### PROBLEM STATEMENT:
Pick out and copy each line of the listing below that contains the string "coordinates". Letter case must match.

### GIVEN DATA:

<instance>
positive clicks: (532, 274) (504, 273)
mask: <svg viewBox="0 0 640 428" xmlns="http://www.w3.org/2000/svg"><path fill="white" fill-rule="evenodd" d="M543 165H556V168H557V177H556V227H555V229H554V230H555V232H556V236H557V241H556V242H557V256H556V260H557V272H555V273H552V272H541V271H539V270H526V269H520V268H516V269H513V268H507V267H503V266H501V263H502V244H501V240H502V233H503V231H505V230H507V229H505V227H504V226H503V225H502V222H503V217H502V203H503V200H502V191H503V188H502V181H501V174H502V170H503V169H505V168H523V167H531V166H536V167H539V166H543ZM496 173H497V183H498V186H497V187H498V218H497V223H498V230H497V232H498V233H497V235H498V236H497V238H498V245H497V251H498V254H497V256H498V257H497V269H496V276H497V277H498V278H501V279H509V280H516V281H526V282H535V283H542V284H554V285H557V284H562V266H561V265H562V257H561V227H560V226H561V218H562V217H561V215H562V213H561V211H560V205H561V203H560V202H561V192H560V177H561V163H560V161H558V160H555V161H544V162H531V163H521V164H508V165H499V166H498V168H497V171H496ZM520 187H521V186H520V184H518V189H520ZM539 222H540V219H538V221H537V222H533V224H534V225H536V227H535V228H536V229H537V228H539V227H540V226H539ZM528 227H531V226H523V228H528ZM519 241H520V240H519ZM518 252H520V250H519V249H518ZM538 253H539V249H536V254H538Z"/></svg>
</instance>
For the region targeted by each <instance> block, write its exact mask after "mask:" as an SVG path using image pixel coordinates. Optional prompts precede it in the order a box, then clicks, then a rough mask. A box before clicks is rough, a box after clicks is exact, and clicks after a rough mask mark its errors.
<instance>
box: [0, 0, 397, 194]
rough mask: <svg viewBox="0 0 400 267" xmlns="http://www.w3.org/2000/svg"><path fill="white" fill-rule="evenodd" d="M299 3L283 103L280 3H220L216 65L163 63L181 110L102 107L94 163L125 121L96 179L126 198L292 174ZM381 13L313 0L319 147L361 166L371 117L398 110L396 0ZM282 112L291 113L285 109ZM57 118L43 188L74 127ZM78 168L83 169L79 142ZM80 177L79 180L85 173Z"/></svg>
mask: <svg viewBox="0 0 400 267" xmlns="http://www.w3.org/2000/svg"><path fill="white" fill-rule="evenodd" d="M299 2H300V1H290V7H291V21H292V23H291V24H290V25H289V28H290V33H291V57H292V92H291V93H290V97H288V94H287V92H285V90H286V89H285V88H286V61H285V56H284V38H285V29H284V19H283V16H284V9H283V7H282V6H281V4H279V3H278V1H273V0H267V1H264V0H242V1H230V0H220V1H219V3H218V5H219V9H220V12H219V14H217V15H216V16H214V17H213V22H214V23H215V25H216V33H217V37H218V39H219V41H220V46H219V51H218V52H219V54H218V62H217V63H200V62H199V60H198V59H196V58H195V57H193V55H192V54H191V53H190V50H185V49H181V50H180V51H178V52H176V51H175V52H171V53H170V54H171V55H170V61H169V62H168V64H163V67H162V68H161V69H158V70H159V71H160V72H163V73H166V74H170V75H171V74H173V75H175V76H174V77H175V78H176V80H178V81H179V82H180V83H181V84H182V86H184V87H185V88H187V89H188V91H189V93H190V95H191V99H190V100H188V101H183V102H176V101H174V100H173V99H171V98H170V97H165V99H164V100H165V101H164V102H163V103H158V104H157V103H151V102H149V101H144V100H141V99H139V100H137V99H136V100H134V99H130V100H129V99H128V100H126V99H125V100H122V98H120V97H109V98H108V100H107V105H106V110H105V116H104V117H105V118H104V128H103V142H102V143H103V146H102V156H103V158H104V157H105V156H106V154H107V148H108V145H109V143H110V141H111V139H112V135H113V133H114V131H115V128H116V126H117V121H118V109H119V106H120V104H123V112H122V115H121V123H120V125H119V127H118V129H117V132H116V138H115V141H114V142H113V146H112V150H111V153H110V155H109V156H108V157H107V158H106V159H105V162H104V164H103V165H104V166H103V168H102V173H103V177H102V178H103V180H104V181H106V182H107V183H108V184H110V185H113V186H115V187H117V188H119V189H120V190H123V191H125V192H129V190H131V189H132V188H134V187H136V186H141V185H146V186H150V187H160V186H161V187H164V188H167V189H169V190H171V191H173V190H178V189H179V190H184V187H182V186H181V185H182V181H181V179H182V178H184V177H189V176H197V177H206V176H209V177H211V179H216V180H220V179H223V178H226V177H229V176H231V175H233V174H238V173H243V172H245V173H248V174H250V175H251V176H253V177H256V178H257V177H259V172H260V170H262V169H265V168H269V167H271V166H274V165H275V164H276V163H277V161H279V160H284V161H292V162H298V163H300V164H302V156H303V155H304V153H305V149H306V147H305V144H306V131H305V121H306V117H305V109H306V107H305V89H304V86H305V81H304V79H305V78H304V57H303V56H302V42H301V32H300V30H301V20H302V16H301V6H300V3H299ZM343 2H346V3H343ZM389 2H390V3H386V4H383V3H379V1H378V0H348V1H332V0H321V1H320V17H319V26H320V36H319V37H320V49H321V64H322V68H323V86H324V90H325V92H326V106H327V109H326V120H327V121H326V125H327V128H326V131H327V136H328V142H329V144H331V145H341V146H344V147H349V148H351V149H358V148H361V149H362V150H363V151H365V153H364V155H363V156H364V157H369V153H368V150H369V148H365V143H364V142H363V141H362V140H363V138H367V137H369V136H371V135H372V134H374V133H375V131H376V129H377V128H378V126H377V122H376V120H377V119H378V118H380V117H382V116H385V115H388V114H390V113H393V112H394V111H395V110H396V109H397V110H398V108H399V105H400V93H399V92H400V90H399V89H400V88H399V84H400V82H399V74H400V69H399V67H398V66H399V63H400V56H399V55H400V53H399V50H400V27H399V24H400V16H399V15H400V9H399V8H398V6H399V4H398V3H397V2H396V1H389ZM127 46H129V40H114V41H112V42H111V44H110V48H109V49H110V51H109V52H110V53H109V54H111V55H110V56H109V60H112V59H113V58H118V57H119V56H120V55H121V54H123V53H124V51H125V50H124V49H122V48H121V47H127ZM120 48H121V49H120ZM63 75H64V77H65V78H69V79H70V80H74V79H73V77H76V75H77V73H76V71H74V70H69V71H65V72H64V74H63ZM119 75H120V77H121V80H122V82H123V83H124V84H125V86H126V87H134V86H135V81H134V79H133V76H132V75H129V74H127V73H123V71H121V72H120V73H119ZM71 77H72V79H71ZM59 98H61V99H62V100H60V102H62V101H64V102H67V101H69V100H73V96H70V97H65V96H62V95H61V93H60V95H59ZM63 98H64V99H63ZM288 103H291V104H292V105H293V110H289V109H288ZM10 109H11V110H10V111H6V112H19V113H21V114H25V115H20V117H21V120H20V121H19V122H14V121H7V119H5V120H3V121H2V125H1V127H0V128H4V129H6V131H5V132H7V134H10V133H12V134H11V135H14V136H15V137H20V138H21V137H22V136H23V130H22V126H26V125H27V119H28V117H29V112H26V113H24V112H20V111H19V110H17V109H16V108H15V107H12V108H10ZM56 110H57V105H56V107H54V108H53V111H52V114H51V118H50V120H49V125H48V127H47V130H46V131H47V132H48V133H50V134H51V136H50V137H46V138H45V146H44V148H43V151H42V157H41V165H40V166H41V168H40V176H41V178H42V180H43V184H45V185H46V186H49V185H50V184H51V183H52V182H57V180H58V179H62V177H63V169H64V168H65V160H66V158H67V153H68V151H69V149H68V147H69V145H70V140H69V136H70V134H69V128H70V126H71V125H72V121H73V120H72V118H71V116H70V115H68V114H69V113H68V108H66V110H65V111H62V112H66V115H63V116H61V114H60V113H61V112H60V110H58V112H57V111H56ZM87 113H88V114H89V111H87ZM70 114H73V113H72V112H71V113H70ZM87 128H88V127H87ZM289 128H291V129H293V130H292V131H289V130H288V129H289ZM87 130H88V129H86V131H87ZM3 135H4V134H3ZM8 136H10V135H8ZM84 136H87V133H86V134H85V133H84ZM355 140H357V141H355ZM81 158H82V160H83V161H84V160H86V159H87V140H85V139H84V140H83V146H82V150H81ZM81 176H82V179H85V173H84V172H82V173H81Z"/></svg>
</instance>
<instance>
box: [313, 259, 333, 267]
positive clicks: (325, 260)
...
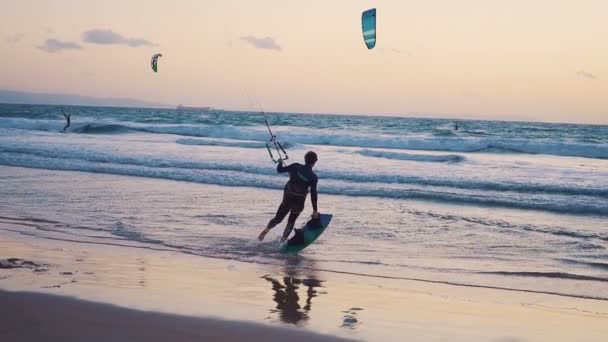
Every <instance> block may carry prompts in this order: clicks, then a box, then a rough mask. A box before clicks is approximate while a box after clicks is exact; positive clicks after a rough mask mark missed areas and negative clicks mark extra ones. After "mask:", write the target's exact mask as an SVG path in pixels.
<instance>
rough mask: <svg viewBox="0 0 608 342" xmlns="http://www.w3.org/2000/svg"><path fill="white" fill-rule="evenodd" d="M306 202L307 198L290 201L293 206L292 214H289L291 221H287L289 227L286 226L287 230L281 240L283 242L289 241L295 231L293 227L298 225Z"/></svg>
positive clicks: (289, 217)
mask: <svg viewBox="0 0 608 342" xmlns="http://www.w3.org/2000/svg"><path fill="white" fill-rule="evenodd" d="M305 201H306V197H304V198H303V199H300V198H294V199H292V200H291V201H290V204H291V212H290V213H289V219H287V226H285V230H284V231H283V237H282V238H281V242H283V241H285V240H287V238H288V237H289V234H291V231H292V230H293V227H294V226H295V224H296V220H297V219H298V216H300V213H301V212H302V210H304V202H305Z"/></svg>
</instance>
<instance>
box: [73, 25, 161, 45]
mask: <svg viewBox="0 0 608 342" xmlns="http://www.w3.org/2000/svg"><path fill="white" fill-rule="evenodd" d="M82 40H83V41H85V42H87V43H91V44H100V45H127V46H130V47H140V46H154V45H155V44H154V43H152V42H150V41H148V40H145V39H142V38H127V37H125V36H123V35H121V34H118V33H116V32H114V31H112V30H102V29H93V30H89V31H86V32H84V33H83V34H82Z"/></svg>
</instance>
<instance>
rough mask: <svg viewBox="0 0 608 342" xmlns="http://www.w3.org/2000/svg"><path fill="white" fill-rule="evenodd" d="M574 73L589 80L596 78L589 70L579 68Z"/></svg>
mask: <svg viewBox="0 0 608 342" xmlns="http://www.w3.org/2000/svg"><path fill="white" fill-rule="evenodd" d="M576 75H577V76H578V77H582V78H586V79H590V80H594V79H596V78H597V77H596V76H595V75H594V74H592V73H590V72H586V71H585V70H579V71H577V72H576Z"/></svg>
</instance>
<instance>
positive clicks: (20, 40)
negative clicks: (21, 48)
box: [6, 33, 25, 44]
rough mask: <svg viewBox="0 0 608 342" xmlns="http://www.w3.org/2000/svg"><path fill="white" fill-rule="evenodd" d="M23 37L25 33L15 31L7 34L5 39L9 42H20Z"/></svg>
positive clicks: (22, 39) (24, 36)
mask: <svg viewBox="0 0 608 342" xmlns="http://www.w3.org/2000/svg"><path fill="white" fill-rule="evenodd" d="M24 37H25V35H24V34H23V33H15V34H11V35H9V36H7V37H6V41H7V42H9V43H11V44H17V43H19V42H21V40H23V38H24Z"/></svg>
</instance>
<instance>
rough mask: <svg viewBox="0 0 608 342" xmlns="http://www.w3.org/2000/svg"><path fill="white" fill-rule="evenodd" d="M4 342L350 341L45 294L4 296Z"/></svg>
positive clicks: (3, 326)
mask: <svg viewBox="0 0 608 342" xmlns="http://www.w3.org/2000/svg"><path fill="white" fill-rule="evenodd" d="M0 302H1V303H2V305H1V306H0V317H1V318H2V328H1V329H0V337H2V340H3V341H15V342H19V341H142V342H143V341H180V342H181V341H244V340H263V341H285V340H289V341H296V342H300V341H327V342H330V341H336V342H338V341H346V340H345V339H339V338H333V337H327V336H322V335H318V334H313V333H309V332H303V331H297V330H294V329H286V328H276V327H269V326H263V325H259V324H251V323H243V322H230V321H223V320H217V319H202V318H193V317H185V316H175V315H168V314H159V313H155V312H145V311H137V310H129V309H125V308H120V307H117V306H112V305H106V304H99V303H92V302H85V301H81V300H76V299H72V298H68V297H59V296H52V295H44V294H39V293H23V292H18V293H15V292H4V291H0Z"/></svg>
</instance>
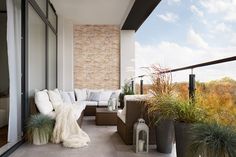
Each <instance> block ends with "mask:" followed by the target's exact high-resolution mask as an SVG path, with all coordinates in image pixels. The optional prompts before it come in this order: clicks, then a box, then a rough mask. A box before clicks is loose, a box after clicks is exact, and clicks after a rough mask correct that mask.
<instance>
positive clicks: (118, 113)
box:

### WRITTEN SOLUTION:
For the region targeted by each <instance> block, write its exact mask after "mask:" as an SVG path using image pixel coordinates. Optional prompts precede it in the order a box, then clicks, then a rough mask. A box before clicks is rough, a box after clicks is exact, and clicks after a rough mask mark its errors.
Each <instance> block ends with "mask:" followed by the target's exact high-resolution mask as an SVG path, with all coordinates in image pixels. The optional prompts before it come in this order: clicks, then a box, then a rough mask. A box before clicks is loose, a box after clicks is exact, and clicks after a rough mask correct that mask.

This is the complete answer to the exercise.